▶ AIM OF THE EXERCISE: Could you rewrite the records below, swapping every instance of "trace" for "segment" and leaving everything else unchanged?

=-=-=-=-=

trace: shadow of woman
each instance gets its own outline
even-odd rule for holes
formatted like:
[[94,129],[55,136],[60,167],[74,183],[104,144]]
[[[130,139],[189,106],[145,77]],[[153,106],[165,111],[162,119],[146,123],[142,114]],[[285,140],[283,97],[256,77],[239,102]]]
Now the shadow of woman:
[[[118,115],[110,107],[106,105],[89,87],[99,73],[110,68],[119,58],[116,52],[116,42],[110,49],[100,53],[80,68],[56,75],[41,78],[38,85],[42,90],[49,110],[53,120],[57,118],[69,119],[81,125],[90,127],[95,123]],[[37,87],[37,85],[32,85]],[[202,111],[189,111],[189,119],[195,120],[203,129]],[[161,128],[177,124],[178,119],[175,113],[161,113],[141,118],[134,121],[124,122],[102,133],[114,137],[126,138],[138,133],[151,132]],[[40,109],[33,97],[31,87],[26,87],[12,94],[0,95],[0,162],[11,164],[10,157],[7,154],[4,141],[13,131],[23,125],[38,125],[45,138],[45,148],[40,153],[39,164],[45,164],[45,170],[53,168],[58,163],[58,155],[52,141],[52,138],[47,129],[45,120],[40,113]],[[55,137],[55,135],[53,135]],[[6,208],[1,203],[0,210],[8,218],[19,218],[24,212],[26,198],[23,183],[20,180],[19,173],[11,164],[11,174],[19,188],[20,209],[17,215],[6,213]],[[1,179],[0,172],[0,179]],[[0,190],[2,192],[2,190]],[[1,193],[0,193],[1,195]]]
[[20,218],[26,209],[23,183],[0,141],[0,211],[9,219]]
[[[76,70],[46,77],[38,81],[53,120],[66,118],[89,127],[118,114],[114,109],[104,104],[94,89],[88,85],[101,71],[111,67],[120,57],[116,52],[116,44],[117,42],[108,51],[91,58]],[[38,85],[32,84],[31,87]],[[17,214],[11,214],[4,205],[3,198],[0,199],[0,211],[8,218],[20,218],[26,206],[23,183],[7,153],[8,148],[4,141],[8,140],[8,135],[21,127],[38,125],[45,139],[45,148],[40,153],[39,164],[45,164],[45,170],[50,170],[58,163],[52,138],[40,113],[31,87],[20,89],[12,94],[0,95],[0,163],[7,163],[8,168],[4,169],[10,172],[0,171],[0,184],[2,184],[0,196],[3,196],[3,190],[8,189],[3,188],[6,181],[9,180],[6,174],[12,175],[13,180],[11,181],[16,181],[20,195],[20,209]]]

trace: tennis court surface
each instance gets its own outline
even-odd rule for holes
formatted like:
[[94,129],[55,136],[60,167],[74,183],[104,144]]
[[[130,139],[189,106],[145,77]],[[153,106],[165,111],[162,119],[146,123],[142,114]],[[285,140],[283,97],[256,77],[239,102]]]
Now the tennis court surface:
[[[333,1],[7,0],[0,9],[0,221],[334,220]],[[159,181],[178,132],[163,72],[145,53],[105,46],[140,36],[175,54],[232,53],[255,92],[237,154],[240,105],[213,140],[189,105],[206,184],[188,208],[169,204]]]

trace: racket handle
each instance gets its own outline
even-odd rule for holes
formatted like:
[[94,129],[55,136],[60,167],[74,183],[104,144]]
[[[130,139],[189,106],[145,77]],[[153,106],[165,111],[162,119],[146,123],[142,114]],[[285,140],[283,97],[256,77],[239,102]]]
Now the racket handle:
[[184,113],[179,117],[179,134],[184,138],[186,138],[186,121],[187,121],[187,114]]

=-=-=-=-=

▶ EXERCISE SOLUTION:
segment: shadow of woman
each instance gets its own outline
even-odd rule for holes
formatted like:
[[94,129],[55,136],[60,167],[74,183],[104,144]]
[[[130,139],[189,106],[145,77]],[[153,106],[165,111],[162,119],[146,123],[142,114]],[[285,140],[283,97],[256,77],[239,102]]]
Now the shadow of woman:
[[[118,115],[110,107],[106,105],[89,87],[99,73],[110,68],[119,58],[116,52],[116,42],[110,49],[100,53],[80,68],[56,75],[41,78],[38,85],[42,90],[49,110],[53,120],[57,118],[69,119],[81,125],[90,127],[95,123]],[[37,87],[37,85],[32,85]],[[202,111],[189,111],[189,119],[195,120],[203,129]],[[161,128],[177,124],[178,119],[175,113],[161,113],[141,118],[134,121],[124,122],[102,133],[114,137],[126,138],[138,133],[151,132]],[[40,109],[33,97],[31,87],[26,87],[12,94],[0,95],[0,162],[11,164],[10,157],[7,154],[4,141],[13,131],[23,125],[38,125],[45,138],[45,148],[40,153],[39,164],[45,164],[45,170],[53,168],[58,163],[58,155],[52,141],[52,138],[47,129],[45,120],[40,113]],[[55,137],[55,135],[53,135]],[[6,208],[1,203],[0,210],[8,218],[19,218],[24,212],[26,198],[23,183],[20,180],[19,173],[11,164],[11,174],[19,188],[20,209],[17,215],[6,213]],[[1,179],[0,172],[0,179]],[[0,190],[2,192],[2,190]],[[1,193],[0,193],[1,195]]]
[[20,218],[26,209],[23,183],[0,141],[0,211],[9,219]]
[[[76,70],[46,77],[38,81],[53,120],[66,118],[89,127],[118,114],[114,109],[104,104],[94,89],[88,85],[101,71],[111,67],[120,57],[116,52],[116,44],[117,42],[108,51],[91,58]],[[38,85],[32,84],[31,87]],[[17,214],[11,214],[4,205],[3,198],[0,199],[0,211],[8,218],[20,218],[26,206],[23,183],[7,153],[8,148],[4,141],[8,140],[8,135],[21,127],[38,125],[45,139],[45,148],[40,153],[39,164],[45,164],[45,170],[50,170],[58,163],[52,138],[40,113],[31,87],[20,89],[12,94],[0,95],[0,163],[7,163],[8,168],[4,169],[10,172],[0,171],[0,184],[2,184],[0,196],[3,196],[3,190],[8,189],[3,188],[6,181],[9,180],[6,174],[12,175],[13,180],[11,181],[16,181],[20,195],[20,209]]]

segment: tennis court surface
each instance gets its own outline
even-odd rule for holes
formatted like:
[[94,129],[55,136],[60,167],[74,183],[104,144]]
[[[130,139],[189,106],[145,77]],[[153,106],[165,111],[162,119],[146,123],[142,114]],[[285,140],[283,97],[256,77],[239,102]]]
Now the tennis court surface:
[[[333,1],[7,0],[0,9],[0,221],[334,220]],[[159,181],[178,132],[163,72],[145,53],[105,46],[140,36],[175,54],[232,53],[255,92],[237,154],[240,105],[213,140],[189,105],[206,184],[188,208],[169,204]]]

segment: racket handle
each instance gets its own outline
even-odd rule for holes
formatted like:
[[94,129],[55,136],[60,167],[74,183],[104,144]]
[[[130,139],[189,106],[145,77]],[[153,106],[165,111],[162,119],[146,123],[142,114]],[[285,140],[283,97],[256,77],[239,102]]]
Now the racket handle:
[[184,113],[179,117],[179,134],[184,138],[186,138],[186,121],[187,121],[187,114]]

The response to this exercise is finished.